┏━━

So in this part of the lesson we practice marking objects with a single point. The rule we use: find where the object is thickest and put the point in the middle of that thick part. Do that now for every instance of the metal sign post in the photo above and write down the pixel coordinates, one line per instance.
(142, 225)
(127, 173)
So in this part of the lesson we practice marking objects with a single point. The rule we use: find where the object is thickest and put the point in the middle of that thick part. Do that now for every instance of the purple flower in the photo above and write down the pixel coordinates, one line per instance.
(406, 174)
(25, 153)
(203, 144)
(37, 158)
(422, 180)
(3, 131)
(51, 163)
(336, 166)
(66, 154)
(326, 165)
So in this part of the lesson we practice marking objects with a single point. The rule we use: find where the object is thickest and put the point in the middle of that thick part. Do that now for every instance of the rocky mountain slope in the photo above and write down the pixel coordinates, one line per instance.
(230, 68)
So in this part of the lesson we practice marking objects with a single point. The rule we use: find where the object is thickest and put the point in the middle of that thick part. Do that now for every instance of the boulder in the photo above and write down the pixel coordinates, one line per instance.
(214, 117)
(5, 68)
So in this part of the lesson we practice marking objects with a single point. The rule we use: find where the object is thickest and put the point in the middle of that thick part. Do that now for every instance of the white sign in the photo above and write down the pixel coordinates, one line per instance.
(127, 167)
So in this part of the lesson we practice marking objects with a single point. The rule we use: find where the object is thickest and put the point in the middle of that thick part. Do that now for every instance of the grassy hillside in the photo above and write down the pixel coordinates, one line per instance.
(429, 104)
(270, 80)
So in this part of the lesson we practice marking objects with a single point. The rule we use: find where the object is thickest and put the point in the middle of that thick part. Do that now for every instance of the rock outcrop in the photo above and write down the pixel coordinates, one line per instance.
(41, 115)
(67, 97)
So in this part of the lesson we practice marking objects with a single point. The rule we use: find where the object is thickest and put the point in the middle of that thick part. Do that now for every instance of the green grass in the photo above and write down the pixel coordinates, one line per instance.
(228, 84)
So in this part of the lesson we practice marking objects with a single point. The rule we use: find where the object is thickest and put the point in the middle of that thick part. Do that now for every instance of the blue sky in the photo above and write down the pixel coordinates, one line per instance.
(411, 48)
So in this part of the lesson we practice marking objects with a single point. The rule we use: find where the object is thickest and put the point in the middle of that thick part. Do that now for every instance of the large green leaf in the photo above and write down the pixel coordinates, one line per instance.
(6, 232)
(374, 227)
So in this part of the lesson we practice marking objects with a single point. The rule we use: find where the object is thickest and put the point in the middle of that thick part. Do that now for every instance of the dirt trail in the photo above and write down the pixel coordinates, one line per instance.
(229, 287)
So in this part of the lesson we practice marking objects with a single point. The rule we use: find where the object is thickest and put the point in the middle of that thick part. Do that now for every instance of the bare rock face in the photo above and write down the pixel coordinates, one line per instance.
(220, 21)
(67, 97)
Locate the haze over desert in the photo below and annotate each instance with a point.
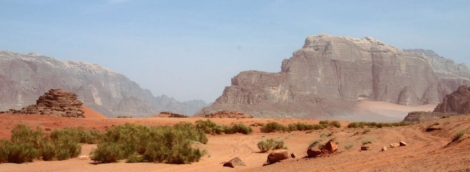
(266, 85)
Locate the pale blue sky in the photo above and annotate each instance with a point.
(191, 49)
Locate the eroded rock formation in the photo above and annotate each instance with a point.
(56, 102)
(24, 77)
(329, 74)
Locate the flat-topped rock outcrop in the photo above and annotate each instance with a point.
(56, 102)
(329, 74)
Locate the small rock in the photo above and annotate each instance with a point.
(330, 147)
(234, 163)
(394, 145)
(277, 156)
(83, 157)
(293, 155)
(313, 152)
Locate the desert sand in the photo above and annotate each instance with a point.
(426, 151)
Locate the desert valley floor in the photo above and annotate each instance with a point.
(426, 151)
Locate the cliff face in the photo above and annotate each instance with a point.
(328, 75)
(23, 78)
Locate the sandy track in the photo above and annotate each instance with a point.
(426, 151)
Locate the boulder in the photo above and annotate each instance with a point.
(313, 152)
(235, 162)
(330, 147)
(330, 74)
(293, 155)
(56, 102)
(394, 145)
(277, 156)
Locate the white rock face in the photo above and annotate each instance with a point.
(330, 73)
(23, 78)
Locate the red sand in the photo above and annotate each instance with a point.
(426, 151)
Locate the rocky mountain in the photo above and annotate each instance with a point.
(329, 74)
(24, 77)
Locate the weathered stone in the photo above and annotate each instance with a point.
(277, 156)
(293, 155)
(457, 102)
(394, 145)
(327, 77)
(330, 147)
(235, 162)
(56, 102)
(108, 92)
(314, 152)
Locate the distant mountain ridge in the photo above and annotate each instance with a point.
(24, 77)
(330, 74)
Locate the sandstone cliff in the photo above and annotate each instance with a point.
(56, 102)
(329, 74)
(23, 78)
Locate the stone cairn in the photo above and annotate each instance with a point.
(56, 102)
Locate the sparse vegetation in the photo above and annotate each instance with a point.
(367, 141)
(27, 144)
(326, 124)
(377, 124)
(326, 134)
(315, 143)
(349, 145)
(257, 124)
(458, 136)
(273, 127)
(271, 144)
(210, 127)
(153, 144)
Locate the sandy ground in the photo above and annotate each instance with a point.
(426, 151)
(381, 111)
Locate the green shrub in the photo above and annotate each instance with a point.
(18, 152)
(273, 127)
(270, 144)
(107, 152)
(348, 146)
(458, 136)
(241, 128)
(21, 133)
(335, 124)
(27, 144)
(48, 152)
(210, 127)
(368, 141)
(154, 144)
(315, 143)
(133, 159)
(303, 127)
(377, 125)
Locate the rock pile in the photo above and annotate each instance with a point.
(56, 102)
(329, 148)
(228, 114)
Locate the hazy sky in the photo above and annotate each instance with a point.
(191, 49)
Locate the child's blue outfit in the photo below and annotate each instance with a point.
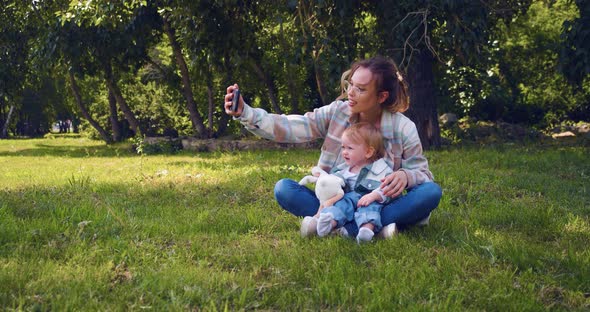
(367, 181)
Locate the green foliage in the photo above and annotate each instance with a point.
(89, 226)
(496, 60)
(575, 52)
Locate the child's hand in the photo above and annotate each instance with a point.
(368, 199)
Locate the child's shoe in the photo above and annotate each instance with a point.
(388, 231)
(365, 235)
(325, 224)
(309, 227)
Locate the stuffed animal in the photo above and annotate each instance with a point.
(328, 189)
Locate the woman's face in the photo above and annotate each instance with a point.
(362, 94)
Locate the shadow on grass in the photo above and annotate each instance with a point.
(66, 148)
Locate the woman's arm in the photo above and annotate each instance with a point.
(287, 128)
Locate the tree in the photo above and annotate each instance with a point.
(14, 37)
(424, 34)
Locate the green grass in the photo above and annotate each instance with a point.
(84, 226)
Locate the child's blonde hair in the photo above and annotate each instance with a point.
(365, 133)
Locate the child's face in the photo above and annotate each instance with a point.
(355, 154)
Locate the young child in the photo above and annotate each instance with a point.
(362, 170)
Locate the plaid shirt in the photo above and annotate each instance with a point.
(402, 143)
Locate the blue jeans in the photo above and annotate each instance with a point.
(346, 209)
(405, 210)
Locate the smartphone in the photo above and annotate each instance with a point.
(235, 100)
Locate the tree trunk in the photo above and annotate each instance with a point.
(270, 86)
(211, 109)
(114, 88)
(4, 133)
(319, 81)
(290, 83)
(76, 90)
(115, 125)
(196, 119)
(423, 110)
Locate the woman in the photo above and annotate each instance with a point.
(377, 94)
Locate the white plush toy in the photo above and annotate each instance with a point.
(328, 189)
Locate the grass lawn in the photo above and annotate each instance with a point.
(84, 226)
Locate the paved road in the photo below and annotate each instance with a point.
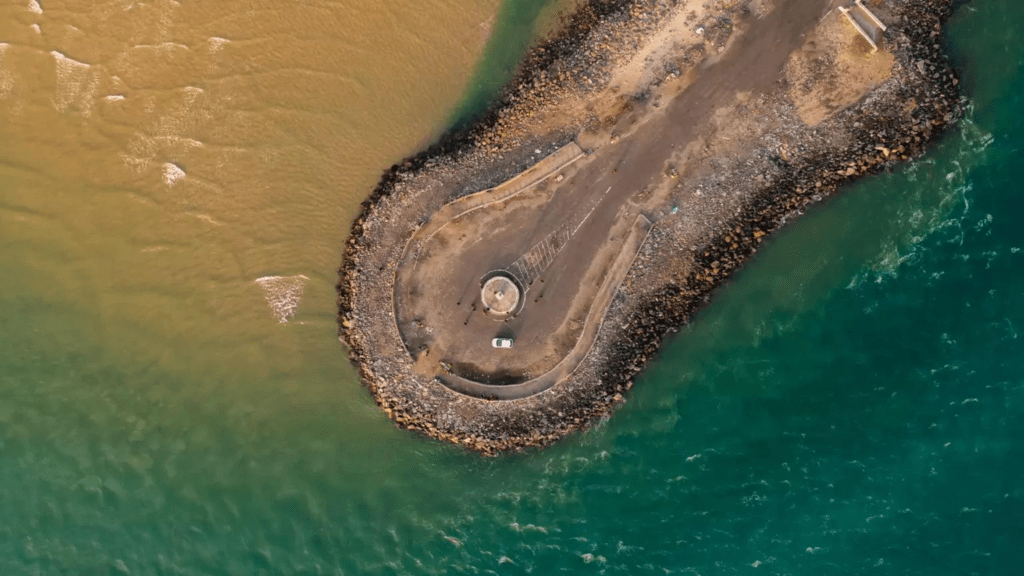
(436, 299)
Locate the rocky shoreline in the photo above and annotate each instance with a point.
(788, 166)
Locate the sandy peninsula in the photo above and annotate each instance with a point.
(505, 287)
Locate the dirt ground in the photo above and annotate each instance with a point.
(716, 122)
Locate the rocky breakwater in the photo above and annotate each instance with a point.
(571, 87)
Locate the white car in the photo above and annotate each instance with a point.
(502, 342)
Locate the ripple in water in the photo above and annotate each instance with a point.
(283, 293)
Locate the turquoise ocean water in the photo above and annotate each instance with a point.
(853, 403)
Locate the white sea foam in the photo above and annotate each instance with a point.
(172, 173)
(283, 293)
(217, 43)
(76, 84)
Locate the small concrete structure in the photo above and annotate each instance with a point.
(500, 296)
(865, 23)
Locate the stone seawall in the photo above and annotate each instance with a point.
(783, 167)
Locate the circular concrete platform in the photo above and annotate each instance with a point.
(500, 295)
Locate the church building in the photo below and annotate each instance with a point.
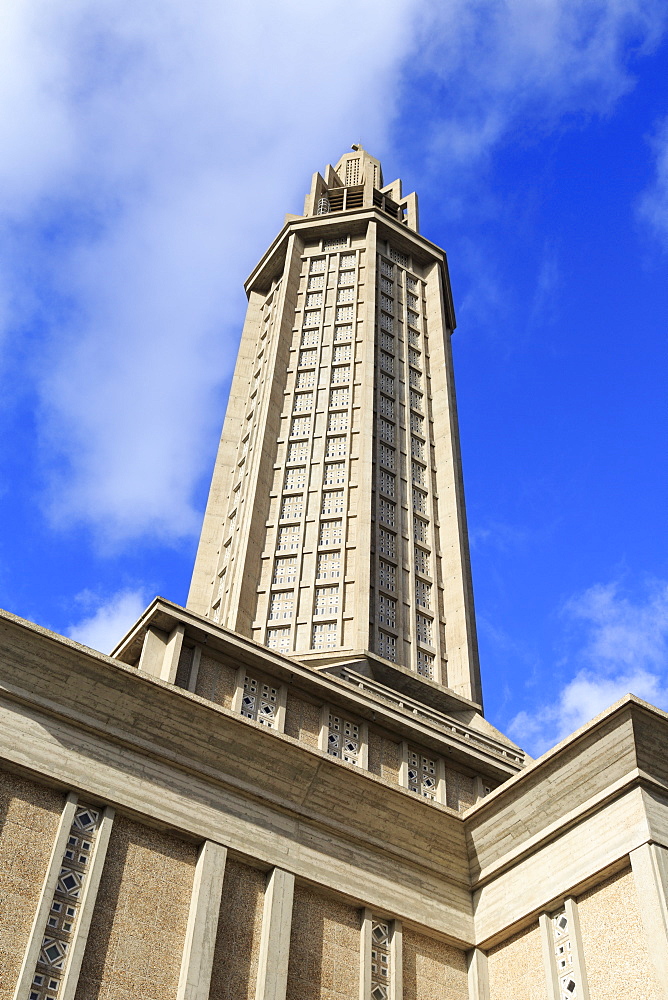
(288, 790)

┗━━
┏━━

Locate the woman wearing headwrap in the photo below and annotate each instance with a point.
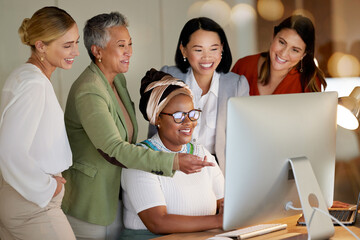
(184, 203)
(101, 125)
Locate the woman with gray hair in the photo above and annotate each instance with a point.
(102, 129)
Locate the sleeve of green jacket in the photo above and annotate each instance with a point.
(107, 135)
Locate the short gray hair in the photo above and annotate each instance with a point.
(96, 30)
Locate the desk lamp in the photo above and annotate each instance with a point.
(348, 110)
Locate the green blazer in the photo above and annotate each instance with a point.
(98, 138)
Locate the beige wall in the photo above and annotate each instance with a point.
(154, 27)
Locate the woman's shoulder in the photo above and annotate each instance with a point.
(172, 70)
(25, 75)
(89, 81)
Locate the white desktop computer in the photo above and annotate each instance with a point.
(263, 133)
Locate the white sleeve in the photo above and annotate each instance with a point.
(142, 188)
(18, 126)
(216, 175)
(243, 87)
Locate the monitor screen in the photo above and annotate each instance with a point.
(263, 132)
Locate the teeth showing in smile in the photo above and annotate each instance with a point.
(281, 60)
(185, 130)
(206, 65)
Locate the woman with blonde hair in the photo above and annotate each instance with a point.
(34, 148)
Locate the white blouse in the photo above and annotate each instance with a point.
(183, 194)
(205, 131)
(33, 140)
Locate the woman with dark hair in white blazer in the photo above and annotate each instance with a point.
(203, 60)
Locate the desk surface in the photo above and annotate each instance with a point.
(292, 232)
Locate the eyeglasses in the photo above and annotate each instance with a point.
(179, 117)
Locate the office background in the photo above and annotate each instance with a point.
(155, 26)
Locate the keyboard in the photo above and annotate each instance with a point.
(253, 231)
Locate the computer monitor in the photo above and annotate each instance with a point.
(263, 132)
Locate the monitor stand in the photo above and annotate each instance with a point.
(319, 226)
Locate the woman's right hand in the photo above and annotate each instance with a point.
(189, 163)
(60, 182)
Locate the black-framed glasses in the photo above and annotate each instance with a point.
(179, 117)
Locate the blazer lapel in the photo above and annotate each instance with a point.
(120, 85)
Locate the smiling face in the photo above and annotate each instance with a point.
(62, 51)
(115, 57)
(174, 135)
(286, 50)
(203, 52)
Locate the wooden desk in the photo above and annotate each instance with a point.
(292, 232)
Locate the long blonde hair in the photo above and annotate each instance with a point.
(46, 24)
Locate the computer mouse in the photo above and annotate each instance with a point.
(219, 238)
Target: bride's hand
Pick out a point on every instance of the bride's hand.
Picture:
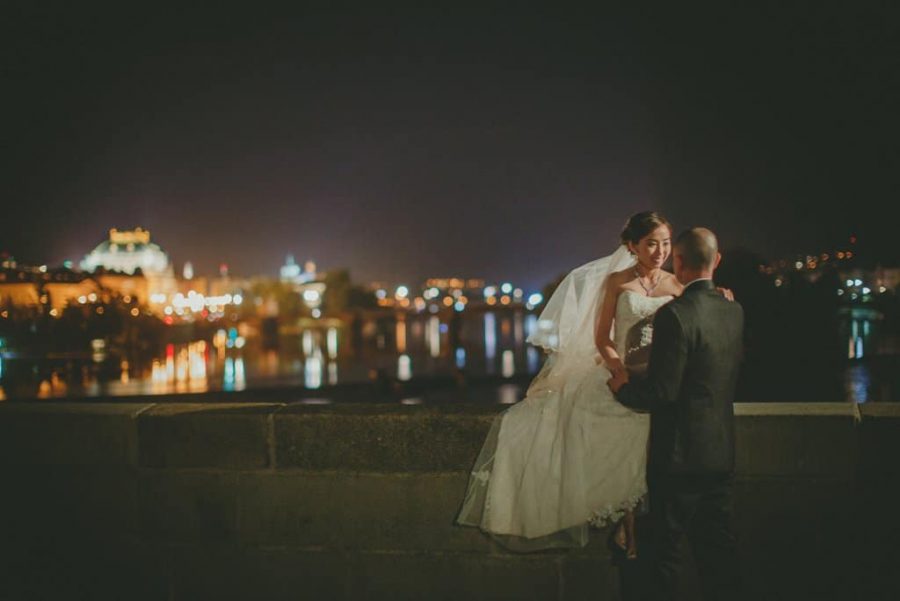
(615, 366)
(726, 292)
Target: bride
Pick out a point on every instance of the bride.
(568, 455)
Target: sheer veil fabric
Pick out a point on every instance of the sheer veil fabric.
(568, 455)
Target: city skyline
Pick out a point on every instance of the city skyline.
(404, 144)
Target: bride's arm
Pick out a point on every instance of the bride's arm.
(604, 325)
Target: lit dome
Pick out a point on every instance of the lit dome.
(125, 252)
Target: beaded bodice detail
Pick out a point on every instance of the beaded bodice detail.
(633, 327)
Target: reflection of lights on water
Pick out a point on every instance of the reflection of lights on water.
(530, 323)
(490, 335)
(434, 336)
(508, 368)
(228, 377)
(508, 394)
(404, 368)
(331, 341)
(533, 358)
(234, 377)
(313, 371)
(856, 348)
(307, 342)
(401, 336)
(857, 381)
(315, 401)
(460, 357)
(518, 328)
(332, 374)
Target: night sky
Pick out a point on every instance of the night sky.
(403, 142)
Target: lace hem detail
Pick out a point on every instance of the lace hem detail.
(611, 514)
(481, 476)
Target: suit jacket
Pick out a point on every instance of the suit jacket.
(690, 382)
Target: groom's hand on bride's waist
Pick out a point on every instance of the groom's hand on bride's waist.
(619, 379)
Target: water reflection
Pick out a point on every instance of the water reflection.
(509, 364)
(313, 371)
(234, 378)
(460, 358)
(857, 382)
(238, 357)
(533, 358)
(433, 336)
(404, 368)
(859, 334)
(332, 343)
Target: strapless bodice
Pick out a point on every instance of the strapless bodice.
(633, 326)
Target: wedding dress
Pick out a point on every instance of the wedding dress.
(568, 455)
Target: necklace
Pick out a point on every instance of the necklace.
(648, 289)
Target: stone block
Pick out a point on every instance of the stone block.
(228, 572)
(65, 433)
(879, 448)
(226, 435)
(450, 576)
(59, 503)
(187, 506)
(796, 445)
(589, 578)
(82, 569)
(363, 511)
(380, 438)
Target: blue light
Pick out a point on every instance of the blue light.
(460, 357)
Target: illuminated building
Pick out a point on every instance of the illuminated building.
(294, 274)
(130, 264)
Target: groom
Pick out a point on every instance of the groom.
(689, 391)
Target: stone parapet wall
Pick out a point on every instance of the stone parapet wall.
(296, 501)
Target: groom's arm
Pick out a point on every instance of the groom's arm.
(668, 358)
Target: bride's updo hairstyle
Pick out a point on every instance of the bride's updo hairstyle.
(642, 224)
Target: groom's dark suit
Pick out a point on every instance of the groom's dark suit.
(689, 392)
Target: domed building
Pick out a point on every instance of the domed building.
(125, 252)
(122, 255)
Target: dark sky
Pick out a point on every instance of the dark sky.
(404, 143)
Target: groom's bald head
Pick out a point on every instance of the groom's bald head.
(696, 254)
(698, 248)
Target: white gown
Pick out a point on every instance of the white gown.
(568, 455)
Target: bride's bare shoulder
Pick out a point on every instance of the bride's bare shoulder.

┗━━

- _Exercise description_: Write out exactly the run of lines above that starts at the line containing "Locate the office" and ends at the line containing "Target: bride's arm". Include both, and leave the pictures out.

- _Solved exercise_:
Locate the office background in the photo above and annotate each instance with a point.
(155, 26)
Locate the keyboard in the photo above and annotate each instance with a point.
(253, 231)
Locate the computer monitor in the photo above and annotate each instance with a point.
(263, 132)
Locate the monitor stand in the photo above and annotate each instance with a point.
(319, 226)
Locate the woman's right hand in the photo above and annotate each instance with a point.
(189, 163)
(60, 182)
Locate the black-framed glasses in the photo above and annotate each instance with a point.
(179, 117)
Locate the blazer lapel in the photo above and annotate each instance with a point.
(120, 85)
Locate the smiling face in the photo above and annotate each instance with a point.
(62, 51)
(115, 57)
(174, 135)
(286, 50)
(203, 52)
Locate the wooden desk in the photo above and annotate each instance with a point.
(292, 232)
Locate the long blonde hair in the photo above and annotate each instance with a point.
(46, 24)
Locate the computer mouse in the photo above and annotate each instance with a point.
(219, 238)
Target: bride's hand
Pick out a point on every instance of the bride's hand.
Picture:
(615, 366)
(726, 292)
Target: bride
Pick out a point on every instance of the bride.
(568, 455)
Target: sheer veil fabric
Pick out a point on every instance of the sheer veil fabric.
(568, 455)
Target: city skyline
Pick out a point on every instance of the city skyline.
(404, 144)
Target: bride's arm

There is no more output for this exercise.